─── DATASET EXCERPTS

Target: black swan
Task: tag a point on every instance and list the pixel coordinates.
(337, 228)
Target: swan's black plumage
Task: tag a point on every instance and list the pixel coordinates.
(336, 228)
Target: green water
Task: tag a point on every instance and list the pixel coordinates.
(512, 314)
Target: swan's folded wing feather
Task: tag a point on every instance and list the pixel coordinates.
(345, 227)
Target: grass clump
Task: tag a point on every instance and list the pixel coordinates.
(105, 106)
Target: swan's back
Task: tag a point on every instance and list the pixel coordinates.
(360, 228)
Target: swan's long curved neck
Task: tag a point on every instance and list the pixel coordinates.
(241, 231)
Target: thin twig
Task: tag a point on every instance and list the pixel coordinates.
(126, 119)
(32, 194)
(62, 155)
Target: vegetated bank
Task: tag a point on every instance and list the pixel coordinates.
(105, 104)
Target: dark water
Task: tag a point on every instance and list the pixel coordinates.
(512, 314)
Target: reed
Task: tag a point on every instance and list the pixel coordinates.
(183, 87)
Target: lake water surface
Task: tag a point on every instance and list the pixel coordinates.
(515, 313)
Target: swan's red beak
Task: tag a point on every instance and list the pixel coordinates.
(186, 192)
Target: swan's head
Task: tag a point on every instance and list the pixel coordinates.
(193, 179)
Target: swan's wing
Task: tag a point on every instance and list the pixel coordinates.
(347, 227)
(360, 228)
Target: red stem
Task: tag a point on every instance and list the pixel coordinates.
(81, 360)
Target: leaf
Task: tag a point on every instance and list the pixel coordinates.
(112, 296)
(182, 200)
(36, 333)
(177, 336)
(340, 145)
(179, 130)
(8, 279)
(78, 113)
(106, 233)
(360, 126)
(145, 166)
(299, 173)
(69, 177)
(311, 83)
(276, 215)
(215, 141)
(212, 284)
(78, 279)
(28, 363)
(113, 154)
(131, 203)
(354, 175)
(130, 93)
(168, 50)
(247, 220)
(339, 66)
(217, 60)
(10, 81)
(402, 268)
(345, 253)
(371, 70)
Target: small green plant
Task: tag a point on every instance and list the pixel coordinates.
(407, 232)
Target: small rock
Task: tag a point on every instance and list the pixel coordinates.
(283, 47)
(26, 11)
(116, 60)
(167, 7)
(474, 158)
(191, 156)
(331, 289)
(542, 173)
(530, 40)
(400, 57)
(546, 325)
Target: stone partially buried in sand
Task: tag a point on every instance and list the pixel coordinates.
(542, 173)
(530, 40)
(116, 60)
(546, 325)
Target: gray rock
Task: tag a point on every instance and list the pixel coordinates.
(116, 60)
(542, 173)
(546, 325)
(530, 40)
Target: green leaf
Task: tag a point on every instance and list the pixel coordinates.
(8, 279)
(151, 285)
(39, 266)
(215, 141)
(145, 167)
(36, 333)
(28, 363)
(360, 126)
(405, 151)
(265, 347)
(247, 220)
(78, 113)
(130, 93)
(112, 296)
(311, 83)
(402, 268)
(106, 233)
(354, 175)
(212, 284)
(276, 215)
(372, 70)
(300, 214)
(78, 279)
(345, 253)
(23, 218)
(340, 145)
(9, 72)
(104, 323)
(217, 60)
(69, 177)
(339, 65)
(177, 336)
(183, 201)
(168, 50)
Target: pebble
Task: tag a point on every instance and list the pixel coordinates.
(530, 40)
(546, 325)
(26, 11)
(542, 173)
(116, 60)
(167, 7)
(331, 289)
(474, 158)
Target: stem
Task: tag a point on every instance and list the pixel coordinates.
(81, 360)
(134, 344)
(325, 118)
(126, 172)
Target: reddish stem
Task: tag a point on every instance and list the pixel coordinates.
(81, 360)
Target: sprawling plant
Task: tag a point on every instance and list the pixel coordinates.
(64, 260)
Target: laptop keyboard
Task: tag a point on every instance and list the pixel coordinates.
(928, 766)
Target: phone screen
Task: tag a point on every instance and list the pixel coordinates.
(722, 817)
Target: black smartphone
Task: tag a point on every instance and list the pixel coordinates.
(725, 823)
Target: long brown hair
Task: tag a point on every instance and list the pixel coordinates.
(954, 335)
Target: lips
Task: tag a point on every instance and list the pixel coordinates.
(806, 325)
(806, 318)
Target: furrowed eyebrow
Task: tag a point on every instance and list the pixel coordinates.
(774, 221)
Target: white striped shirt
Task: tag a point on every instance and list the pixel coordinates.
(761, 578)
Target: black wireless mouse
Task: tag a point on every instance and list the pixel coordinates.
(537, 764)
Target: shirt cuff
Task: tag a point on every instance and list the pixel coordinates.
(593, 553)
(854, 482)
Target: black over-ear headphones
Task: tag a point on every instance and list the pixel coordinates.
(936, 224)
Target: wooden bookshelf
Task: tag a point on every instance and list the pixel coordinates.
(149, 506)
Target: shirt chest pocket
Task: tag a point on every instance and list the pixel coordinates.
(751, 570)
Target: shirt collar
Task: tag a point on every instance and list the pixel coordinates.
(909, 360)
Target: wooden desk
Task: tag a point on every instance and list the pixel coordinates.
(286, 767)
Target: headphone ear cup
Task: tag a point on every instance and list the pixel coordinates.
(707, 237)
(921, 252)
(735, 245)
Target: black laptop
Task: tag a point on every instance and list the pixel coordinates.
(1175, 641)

──────

§ WHAT THE TASK REQUIRES
Please rewrite the items above from the line with "Target: phone screen" through the end of the items, requests included, and add 145 to every pixel coordinate in the answers.

§ OUTPUT
Target: phone screen
Task: tag a point on every instance and list the pixel coordinates.
(867, 962)
Target: black smartphone
Task: tag a point on every instance and list the pixel coordinates.
(870, 968)
Target: long brown hair
Task: tag a point on every instance and list the pixel coordinates.
(1099, 480)
Target: lips
Task: tag a point on every instance and list the pixel coordinates.
(951, 470)
(951, 463)
Target: furrowed eyebrow
Task: tag a point on every instance and list the pixel coordinates.
(919, 366)
Target: white striped shirt
Task: tag a point on every instance and list the pixel coordinates.
(906, 723)
Target: black wireless mouse
Task: tag a point on every instance and list the pixel coordinates.
(682, 909)
Target: shirt cuff
Task: tag a point on every instance and list the pixel coordinates.
(738, 698)
(999, 627)
Target: black over-ear headphones
Task: tag a point on every instance and list the pixel coordinates.
(1081, 369)
Target: wooden bookshelf
Task: tag a point on every instance and list the pixel coordinates.
(294, 651)
Target: shirt chest pocket
Task: tag a point on every instance and list the pixel coordinates.
(896, 715)
Target: shirt collar
Task: tag a point on every instance and list the pixel coordinates.
(1054, 505)
Target: wooden desk
Task: tag a point on every instance and list the pixel coordinates.
(431, 912)
Target: headphone ear cup
Task: tag a point on every instance and list the pixel coordinates.
(852, 382)
(1066, 397)
(880, 390)
Target: black laptop
Task: tag a point on every instance and list the pixel coordinates.
(1320, 786)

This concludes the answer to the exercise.